# [TASK PROMPT]
Extend the passage on Labaree's social efficiency goal of schooling, beginning after its final sentence.

# [TEXT EXCERPT]
Labaree’s second goal—social efficiency—is the May, 2018 goal-of-the-month—the one that concerns Frank Bruni. Here is Labaree’s definition: “The logic is compelling: Schooling supplies future workers with skills that will enhance their productivity and therefore promote economic growth. This logic allows an educational leader to argue that support for education is not just a matter of moral or political correctness but a matter of good economic sense. Schooling from this perspective can be portrayed as a sensible mechanism for promoting our economic future, an investment in human capital that will pay bountiful dividends for the community as a whole and ultimately for each individual taxpayer.” (Emphasis is mine.)

# [INFORMATION SUPPLIED]

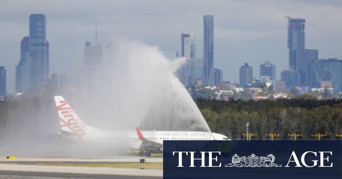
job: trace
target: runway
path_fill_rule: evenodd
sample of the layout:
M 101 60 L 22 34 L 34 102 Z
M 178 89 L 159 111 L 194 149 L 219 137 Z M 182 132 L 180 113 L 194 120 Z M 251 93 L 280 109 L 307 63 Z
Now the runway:
M 162 158 L 142 158 L 146 162 L 162 162 Z M 63 158 L 21 157 L 7 159 L 0 157 L 0 178 L 21 177 L 59 177 L 79 178 L 161 178 L 161 169 L 113 167 L 46 165 L 41 164 L 107 164 L 120 163 L 138 163 L 140 158 Z M 161 164 L 162 165 L 162 164 Z

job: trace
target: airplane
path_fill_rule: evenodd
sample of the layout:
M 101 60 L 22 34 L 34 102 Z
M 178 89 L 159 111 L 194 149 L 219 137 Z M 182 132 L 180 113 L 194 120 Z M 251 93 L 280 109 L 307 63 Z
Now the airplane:
M 230 140 L 225 136 L 208 132 L 140 131 L 137 127 L 135 130 L 102 130 L 86 125 L 63 97 L 54 97 L 62 128 L 59 134 L 64 138 L 93 143 L 116 143 L 121 147 L 124 143 L 125 147 L 140 150 L 140 156 L 147 157 L 151 153 L 162 153 L 163 140 Z

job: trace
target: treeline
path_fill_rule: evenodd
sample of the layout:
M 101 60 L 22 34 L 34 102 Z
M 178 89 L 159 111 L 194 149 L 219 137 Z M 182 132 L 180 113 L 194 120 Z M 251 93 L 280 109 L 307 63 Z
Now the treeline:
M 340 140 L 342 134 L 342 100 L 284 99 L 228 101 L 195 100 L 211 131 L 233 140 L 245 139 L 249 132 L 257 133 L 251 140 L 270 140 L 265 134 L 279 133 L 276 140 L 293 140 L 288 134 L 303 134 L 300 140 L 317 140 L 312 134 L 326 134 L 321 140 Z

# [OUTPUT OF THE EXERCISE]
Labaree describes proponents of social efficiency as: “policymakers (politicians and educational bureaucrats) who are worried about the high cost of supporting many parts of the educational establishment when the economic utility of this investment is slight.  There are employers and business leaders, who fear that their immediate manpower needs are not being filled by persons with appropriate skills or that they will have to provide training for employees at their own expense…  In addition, at the most general level, social efficiency in education is a concern for any and all adult members of American society in their role as taxpayers. As citizens, they can understand the value of education in producing an informed and capable electorate; as consumers, they can understand its value in presenting themselves and their children with selective opportunities for competitive social advantage; but, as taxpayers, they are compelled to look at education as a financial investment—not in their own children, which is the essence of the consumer perspective, but in other people’s children. The result is that adults in their taxpayer role tend to apply more stringent criteria to the support of education as a public good than they do to their role as consumers thinking of education as a private good… Thus the taxpayer perspective applies a criterion to the support of education for other people’s children that is both stingier than that arising from the consumer perspective and loaded down with an array of contingencies that make support dependent on the demonstrated effectiveness of education in meeting strict economic criteria—to boost economic productivity, expand the tax base, attract local industry, and make the country more competitive internationally, all at a modest cost per student.”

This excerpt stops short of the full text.